### Task objective
Continue the list of puns about plates, cups, jars, and glassware from the point at which it stops.

### Extract provided
--*--
Why did Don Corleone send back the plate for his coffee cup?
Someone gave him a saucer he could not reuse.
Did you hear about the nun who got into trouble for drinking communion wine from her convent's medieval goblet?
No, but it serves her rite.
A baker fell down the stairs with a platter full of cookies.
As they say, that's the way the cookies crumbled.
Was arguing with a friend in a restaurant recently when the waiter ran over and took the plate of garlic bread and the coleslaw. I wish he’d stop taking sides.
It’s amazing how most jars look alike...
The resemblance is uncanny
A plate of sandwiches walks into a bar. The barman says “we don’t serve food”.
Got emotional hearing about the role of tectonic plates in earthquakes. It was really moving.
Will glass coffins ever become popular?
This remains to be seen.
What do you call someone who labels jars of body parts?
An organiser.
Minding my own business, when someone I thought was my friend threw a serving plate full of bumblebees at me.
I was bee-trayed.
I said to her, are going to eat that whole plate of spaghetti??
She said: no, it's in pasta bowl
My father quietly retired from his job as an eye glass manufacturer yesterday.
He didn’t want to make a spectacle.
Someone threw a jar of mayo at me
I yelled what the Hellmann?!
Why was the jar about to explode?
Cause it was jam-packed!
What do you call a very sad cup of coffee?
A depresso.
My car keeps telling me my door is ajar. It's not a jar you idiot it's a door.
I put my root beer in a square glass
Now I just have beer
Local glass blower inhaled whilst working. He ended up with a pane in his stomach.
How do you make garlic toast? Lift your glass and talk about the wonderful things it has done.
Why do Christians in Japan always put an extra cup at the table?
For God's sake.
They’ve started a collection to open a pool near me. I gave them a glass of water.
I was served by a former police officer at my local Applebee’s, I asked for a cup of water and he gave me a cup of ice instead and said
“Just-ice has been served”
What do you call a cat sitting on a platter?
A Platterpuss.
So I heard this joke about glass
But it clearly shouldn’t have been made
Why did the pony ask for a glass of water?
--*--
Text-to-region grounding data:
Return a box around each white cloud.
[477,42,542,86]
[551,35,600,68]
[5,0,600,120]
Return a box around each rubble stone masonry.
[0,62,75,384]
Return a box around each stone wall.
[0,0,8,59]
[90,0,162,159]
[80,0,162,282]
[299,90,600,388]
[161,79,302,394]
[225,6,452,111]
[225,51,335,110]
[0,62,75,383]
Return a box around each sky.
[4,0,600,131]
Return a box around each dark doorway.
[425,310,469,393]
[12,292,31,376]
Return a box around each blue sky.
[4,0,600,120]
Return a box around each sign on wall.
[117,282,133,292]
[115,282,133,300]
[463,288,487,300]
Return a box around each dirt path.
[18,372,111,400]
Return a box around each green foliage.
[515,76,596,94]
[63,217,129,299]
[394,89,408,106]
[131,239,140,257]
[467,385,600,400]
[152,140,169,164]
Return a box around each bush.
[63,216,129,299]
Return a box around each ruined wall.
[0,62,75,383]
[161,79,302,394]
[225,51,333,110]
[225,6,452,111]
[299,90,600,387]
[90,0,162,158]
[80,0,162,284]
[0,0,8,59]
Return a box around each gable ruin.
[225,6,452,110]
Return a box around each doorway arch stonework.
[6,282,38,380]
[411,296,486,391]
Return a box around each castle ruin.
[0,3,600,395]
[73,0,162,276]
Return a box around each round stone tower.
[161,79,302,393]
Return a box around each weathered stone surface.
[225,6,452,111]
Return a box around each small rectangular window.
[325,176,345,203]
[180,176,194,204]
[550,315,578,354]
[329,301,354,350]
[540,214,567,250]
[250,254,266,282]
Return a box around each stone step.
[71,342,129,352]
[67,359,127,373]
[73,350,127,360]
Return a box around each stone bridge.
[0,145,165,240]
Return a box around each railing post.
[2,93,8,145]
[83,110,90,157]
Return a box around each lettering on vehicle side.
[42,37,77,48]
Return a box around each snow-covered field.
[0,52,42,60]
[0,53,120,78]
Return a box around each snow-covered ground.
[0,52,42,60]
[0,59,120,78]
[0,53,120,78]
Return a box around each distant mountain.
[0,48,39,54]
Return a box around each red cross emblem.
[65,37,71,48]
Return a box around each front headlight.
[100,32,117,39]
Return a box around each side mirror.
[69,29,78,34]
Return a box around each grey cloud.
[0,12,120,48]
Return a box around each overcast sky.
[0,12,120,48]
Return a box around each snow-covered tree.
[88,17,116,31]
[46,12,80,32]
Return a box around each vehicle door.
--*--
### Final answer
Because he felt like he was a little horse.
My wife threw a saucer at me because I hadn't completed the science project of our kid until then. Interestingly, he won first prize at school for presenting...
a Flying Saucer.
So my daughter is calling me all excited. I come by her room to her holding her cup above her head and says "Dad look..."
"I'm breathing underwater."
I was on a flight and I asked for a glass of water. The cabin crew asked “still?” I said “well, I haven’t changed my mind”.
What did the glass say to the window?
"I'm in pane."
My kid was having trouble with the peanut butter because the jar was too deep and the knife was too short
I tried to help, but I couldn’t get to the bottom of it
I met a man with a glass eye this morning...
He didn’t tell me, it just came out in the conversation
Cops should feed beans on very tiny plates to the suspects they're interrogating.
That way they're always gonna end up spilling the beans.
What happens when you drink beer from a cup?
You both get drunk.
Did you hear about the man who drowned in a bowl of muesli?
He was dragged down by a currant..
I was looking forward to eat my rice bowl.
But my brother, like always, ate them. And now he's experiencing really bad headaches.
I guess it's because he has a history of having my-grains.
Why was the door glass?
Because the door was ajar
I gave my dad a mug for his birthday
It said "World's greatest dad". When I gave it to him he looked kind of insulted. Is something wrong with it I asked? He replied, "You spelled 'dad' backwards"
Why did the blind man always use paper cups?
He has no need for glasses.
I was at a party last night, waiting my turn to get to the punch bowl.
Everyone was being very polite, patient and not barging in. I thought to myself, "At last...
a decent punchline"
What side of the mug is the handle on?
The outside.
My wife has this weird OCD where she arranges the dinner plates by the year they were bought.
It is an extremely rare dish order.
What the Poland man did, after adding German mugs to his collection?
He polished them.
What did the plate say to the refrigerator?
"Stay cool. Dinner's on me"
A guy walks into a bar and orders a beer and the sizzlin' steak platter.
"Here's your steak," the bartender says. "Be careful, that plate is really hot."
"Oh, no worries," the guy replies. "I'm not really attracted to plates."
What do you call a stolen jar?
A free mason.
My wife asked me if I'd seen the dog bowl...
I said I didn't even know he could play.
My bedroom now has a stained glass window....
A pigeon just flew right into it.
What is the national dish of Sweden?
Swedish.
Is plate throwing a trully Olympic sport?
Discuss.
You could say I have an hour glass figure
It takes me an hour to figure out where my glasses are!